→ **Objetivo declarado 1**:
Redigite sem qualquer alteração, nas linhas de dados apresentadas mais abaixo, tudo o que vai da linha que contém "Could you please locate the piece" até a última dessas linhas, ambas incluídas.

##### Trecho para leitura #####

A CIDADE DOS CALHAUS

ZOOM DA TUNDAVALA

AIRES ALMEIDA

Era uma vez…

Podia ser, assim, o começo de uma história qualquer, que transportasse o leitor para um mundo encantado, como começam todas as histórias de sonho e fantasia. 

Podia ser uma narrativa destinada a crianças, com aquela sensação de mistério. Daquelas histórias para adormecer. Mas…

Era uma vez uma cidade, como todas as outras que, foi crescendo, crescendo…

Cresceu muito rapidamente porque para ela vieram povos, vindos de outras terras, desta mesma terra, encantada, mas muitas vezes misteriosa. Povos que vieram, fugidos da guerra e dos seus horrores. Fugidos do medo de perder a vida e os seus entes queridos. Os bens, esses recuperam-se, se perdidos. O que importava mesmo era salvar a pele. Com os povos fugidos da guerra, vieram também outros que diziam em busca de uma nova vida, de melhores oportunidades. Afinal a cidade tinha e tem os seus fascínios, os seus encantos, mas também os seus mistérios, um modo de vida diferente, coisas que nas terras daqueles povos não havia.

##### Linhas de dados #####

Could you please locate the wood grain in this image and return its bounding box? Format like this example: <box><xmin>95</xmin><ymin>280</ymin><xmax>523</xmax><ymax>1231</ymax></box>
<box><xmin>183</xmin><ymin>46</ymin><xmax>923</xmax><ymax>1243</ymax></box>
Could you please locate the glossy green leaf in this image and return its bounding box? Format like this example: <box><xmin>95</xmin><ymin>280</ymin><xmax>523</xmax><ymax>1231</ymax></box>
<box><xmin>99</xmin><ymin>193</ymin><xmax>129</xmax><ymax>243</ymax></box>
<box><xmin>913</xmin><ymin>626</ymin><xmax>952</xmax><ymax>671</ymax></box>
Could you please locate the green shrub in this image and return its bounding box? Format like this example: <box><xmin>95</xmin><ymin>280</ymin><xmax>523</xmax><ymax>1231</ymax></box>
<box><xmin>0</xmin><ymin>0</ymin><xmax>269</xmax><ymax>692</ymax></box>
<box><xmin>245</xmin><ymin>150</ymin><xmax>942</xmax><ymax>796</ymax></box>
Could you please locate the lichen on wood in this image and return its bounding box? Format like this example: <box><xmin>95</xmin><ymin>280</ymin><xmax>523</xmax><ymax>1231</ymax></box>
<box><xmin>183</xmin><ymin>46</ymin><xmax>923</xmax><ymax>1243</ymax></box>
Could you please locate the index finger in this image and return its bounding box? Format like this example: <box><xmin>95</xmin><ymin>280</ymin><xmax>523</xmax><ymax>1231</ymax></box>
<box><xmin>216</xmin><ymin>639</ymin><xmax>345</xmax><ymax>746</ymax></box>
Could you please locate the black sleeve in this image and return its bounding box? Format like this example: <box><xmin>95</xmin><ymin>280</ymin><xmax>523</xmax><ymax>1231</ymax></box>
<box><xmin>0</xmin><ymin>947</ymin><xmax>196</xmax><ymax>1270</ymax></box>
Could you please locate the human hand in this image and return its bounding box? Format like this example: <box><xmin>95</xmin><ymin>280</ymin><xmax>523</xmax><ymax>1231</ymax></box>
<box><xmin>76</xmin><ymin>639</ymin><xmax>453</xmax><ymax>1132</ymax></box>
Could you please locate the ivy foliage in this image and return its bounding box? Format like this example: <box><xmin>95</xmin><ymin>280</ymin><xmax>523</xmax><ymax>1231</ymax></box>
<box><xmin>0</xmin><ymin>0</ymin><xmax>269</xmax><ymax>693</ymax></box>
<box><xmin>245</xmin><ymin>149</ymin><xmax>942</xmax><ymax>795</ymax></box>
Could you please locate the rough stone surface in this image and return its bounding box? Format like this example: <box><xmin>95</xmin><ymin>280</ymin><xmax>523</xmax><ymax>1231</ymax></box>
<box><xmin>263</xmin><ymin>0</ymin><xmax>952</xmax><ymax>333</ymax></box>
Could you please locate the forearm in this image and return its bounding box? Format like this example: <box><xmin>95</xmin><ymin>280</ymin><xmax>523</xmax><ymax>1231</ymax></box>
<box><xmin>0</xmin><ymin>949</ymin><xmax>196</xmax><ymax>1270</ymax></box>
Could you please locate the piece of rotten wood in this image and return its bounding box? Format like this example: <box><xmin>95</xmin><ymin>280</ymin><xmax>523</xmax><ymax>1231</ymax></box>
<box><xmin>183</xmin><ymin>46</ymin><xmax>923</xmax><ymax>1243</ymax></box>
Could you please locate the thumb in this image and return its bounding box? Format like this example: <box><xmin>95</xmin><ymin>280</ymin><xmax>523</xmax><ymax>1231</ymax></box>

#####

→ **Objetivo declarado 2**:
Repita fielmente a parte do trecho para leitura que vai de "A CIDADE DOS" até "sonho e fantasia.", incluindo as duas extremidades.

→ **Resposta correta 1**:
Could you please locate the piece of rotten wood in this image and return its bounding box? Format like this example: <box><xmin>95</xmin><ymin>280</ymin><xmax>523</xmax><ymax>1231</ymax></box>
<box><xmin>183</xmin><ymin>46</ymin><xmax>923</xmax><ymax>1243</ymax></box>
Could you please locate the thumb in this image and return its bounding box? Format like this example: <box><xmin>95</xmin><ymin>280</ymin><xmax>523</xmax><ymax>1231</ymax></box>

→ **Resposta correta 2**:
A CIDADE DOS CALHAUS

ZOOM DA TUNDAVALA

AIRES ALMEIDA

Era uma vez…

Podia ser, assim, o começo de uma história qualquer, que transportasse o leitor para um mundo encantado, como começam todas as histórias de sonho e fantasia.